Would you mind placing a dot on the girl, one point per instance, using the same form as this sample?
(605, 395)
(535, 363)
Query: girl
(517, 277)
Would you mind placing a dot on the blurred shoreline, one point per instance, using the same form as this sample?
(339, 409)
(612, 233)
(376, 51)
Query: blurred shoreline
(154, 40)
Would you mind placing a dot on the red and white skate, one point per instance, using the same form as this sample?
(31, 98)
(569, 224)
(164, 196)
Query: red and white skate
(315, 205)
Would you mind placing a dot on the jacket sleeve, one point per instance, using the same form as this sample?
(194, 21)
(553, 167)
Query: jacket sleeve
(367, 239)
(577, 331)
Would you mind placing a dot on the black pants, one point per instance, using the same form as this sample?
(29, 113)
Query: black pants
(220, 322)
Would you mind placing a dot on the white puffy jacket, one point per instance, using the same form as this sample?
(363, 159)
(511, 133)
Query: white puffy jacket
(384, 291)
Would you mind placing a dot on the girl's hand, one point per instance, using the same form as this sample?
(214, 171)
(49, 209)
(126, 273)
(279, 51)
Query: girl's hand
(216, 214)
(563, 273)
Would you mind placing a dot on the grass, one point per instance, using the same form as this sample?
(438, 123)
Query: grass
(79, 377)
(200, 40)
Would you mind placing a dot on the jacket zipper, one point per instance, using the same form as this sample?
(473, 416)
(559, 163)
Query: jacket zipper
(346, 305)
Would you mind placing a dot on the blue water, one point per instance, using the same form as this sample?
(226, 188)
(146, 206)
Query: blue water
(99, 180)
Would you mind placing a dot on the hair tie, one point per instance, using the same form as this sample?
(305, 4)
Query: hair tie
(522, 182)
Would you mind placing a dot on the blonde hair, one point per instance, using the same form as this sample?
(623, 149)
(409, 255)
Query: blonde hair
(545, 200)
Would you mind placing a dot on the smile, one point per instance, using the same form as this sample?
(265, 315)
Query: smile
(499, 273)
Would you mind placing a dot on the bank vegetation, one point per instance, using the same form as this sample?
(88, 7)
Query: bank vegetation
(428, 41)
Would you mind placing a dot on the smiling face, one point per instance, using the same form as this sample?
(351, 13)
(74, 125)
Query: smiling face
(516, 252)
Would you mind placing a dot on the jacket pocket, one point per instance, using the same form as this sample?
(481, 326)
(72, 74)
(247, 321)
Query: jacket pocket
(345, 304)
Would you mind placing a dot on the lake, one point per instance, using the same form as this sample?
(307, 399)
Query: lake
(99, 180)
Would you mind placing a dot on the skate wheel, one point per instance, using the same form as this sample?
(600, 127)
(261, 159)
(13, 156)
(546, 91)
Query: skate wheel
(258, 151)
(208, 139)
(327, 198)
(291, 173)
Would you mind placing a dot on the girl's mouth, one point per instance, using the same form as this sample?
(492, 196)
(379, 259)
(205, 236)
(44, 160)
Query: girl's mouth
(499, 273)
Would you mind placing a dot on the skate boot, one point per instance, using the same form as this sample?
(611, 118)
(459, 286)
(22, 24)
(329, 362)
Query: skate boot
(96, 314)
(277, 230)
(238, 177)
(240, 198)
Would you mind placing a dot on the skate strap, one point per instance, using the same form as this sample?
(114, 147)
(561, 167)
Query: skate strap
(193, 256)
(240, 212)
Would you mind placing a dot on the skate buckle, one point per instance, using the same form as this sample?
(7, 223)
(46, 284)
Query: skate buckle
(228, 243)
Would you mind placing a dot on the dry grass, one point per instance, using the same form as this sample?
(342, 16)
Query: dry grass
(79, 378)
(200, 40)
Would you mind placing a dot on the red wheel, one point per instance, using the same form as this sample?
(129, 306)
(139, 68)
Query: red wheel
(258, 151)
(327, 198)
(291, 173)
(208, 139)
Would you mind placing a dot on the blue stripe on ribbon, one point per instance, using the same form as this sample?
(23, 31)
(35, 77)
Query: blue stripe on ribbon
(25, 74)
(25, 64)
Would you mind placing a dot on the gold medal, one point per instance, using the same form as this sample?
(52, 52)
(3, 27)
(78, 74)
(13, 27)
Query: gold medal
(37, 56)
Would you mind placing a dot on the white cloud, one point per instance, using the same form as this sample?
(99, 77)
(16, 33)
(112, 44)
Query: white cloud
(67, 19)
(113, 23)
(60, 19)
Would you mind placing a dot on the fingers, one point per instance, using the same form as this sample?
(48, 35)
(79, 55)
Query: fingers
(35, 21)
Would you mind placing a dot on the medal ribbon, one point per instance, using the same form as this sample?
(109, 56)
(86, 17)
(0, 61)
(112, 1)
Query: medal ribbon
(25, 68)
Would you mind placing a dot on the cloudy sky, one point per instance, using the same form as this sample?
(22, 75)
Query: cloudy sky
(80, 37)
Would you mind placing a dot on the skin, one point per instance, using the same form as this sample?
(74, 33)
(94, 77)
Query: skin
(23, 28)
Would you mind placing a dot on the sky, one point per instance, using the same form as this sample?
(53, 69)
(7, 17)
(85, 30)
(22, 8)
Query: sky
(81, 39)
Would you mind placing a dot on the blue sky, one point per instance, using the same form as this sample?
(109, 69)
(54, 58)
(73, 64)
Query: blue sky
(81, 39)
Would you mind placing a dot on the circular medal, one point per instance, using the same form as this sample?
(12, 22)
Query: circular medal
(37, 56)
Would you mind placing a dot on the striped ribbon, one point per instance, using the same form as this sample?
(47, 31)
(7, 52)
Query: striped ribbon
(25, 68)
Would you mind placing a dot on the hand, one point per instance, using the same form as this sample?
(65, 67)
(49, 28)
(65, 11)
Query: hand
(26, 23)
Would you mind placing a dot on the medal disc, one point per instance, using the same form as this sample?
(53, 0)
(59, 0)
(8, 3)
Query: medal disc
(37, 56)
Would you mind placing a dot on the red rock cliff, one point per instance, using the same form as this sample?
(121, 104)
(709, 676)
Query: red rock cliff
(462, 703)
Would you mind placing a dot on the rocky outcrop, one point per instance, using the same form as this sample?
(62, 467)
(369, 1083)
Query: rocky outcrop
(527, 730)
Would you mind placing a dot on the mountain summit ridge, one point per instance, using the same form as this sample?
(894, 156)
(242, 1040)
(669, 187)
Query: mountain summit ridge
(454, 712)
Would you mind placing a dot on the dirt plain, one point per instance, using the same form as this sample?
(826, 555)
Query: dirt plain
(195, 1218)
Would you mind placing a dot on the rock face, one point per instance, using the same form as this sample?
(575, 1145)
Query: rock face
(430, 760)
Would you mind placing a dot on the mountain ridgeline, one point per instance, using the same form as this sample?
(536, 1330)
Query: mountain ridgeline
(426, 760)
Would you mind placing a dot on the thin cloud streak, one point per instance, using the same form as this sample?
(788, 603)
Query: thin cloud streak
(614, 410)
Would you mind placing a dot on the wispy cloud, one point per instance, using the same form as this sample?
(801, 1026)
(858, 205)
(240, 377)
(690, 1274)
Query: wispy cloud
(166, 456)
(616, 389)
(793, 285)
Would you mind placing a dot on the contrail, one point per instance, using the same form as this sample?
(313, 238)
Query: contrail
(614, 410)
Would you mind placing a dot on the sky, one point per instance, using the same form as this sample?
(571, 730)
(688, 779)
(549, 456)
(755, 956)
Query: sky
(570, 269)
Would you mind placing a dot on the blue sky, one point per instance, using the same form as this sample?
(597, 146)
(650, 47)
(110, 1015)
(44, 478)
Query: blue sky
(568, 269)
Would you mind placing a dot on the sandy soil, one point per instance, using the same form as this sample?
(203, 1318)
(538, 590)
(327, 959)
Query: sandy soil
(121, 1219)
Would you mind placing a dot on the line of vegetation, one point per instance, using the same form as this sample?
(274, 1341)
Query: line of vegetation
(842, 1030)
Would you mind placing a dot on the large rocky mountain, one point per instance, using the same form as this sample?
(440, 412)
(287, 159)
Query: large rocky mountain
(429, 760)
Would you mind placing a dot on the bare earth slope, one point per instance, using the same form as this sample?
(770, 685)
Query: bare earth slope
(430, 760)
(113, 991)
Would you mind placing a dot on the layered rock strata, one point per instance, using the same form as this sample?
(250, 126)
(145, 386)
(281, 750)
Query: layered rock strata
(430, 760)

####################

» **About this task**:
Your task is to reproduce exactly the lines from the one with "Would you mind placing a dot on the line" through the end of the listing. Both ends belong in the answer.

» **Reply**:
Would you mind placing a dot on the line of vegetation, one point per instance, using the same form as this sample?
(274, 1341)
Query: line of vegetation
(842, 1030)
Would you mind placing a dot on the large rocky mountain, one point per instance, using the same form as this sample?
(440, 412)
(287, 159)
Query: large rocky mountain
(429, 760)
Would you mind placing a dot on the bare earth slope, one point per instance, using the same form as this sample?
(770, 685)
Query: bare earth slope
(430, 760)
(113, 991)
Would you mind placing a dot on the layered rock strata, one point per instance, using the same form as this sample?
(250, 126)
(145, 386)
(281, 750)
Query: layered rock strata
(430, 760)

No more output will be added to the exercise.